To do —
Could you gather and copy out every line in the records below that contains the word "suit"? Case counts.

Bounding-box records
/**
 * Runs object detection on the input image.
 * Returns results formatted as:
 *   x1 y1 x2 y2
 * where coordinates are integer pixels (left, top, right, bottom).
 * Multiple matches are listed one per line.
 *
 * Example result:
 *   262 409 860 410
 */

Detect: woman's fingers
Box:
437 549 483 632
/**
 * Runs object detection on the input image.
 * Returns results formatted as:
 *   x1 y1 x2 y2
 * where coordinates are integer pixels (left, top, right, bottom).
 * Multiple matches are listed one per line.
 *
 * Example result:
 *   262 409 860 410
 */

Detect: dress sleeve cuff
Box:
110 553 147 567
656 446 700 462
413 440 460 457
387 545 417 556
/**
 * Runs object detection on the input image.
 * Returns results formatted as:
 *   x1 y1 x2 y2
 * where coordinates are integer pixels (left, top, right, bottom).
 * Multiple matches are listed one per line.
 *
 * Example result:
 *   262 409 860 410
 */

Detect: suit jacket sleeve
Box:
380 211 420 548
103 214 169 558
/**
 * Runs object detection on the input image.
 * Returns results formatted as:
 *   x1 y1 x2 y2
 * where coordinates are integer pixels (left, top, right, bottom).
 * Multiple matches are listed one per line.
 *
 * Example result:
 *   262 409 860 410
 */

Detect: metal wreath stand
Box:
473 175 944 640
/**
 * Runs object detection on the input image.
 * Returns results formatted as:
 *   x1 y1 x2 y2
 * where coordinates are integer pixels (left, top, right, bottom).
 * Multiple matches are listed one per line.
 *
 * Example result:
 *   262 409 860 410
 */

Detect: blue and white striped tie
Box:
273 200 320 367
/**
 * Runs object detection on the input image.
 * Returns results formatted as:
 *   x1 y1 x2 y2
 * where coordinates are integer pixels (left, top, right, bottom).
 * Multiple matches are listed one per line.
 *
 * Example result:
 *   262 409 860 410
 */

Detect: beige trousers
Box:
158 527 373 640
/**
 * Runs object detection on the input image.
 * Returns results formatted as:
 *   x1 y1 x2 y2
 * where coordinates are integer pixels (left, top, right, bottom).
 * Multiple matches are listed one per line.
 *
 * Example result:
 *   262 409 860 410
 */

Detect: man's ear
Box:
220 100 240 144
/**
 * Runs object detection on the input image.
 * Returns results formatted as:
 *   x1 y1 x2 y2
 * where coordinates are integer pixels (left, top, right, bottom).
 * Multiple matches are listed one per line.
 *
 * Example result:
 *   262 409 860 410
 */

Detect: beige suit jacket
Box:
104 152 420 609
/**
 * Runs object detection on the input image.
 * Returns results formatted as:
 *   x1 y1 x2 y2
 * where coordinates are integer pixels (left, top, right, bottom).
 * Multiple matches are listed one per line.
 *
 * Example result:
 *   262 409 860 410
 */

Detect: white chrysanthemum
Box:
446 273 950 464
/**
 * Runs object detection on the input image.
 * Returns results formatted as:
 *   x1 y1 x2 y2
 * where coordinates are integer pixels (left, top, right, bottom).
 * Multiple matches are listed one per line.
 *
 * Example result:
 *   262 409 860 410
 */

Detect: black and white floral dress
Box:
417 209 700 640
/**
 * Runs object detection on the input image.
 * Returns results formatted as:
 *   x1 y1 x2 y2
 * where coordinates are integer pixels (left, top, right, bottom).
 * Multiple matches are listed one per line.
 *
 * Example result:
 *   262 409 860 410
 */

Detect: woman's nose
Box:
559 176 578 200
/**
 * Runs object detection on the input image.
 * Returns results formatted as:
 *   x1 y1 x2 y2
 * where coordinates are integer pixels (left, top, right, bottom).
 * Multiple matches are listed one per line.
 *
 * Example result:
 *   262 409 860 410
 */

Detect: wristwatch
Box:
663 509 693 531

Result of this exercise —
Detect: suit jacket sleeve
Detect: beige suit jacket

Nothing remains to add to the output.